Render the rows below as a JSON list of strings, one string per line and no blank lines. Include only the lines from the one with "If you could pin the distant" through the last line of the rows, counting both ends.

§ **Given data**:
┄┄┄┄┄┄┄┄┄┄
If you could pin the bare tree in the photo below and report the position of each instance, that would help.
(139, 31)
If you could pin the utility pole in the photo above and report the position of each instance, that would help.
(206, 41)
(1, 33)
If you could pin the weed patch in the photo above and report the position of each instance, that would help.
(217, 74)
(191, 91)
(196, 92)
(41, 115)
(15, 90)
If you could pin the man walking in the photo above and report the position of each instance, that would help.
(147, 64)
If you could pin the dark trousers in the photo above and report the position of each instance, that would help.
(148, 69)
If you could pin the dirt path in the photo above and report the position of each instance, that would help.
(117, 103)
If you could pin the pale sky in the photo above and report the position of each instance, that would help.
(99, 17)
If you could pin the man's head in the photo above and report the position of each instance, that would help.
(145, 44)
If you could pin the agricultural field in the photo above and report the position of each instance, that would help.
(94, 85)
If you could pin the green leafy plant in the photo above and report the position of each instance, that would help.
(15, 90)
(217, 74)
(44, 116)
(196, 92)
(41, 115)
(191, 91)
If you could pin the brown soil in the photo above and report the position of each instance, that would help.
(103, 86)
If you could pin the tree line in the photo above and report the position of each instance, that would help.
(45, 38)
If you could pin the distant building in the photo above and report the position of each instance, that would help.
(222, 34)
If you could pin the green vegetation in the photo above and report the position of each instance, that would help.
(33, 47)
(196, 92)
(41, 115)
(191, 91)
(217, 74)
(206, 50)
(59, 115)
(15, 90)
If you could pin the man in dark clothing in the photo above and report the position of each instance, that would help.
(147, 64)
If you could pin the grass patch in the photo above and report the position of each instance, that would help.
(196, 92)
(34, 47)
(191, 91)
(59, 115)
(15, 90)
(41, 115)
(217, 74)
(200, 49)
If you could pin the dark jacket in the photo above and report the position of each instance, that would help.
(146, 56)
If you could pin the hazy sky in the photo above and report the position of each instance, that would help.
┄┄┄┄┄┄┄┄┄┄
§ **Worked solution**:
[
  "If you could pin the distant building in the photo above and report the position of each instance, that would help.",
  "(222, 34)",
  "If you could pin the green vegetation in the photo above and report the position of each instance, that would help.",
  "(33, 47)",
  "(196, 92)",
  "(41, 115)",
  "(191, 91)",
  "(217, 74)",
  "(206, 50)",
  "(59, 115)",
  "(15, 90)",
  "If you could pin the man in dark clothing in the photo above and report the position of each instance, that would help.",
  "(147, 64)",
  "If you could pin the grass patch in the photo above and report the position of each instance, that would help.",
  "(196, 92)",
  "(34, 47)",
  "(191, 91)",
  "(59, 115)",
  "(15, 90)",
  "(41, 115)",
  "(217, 74)",
  "(200, 49)",
  "If you could pin the dark jacket in the photo above and report the position of each instance, that would help.",
  "(146, 56)",
  "If you could pin the hazy sky in the photo above and report the position of each instance, that would help."
]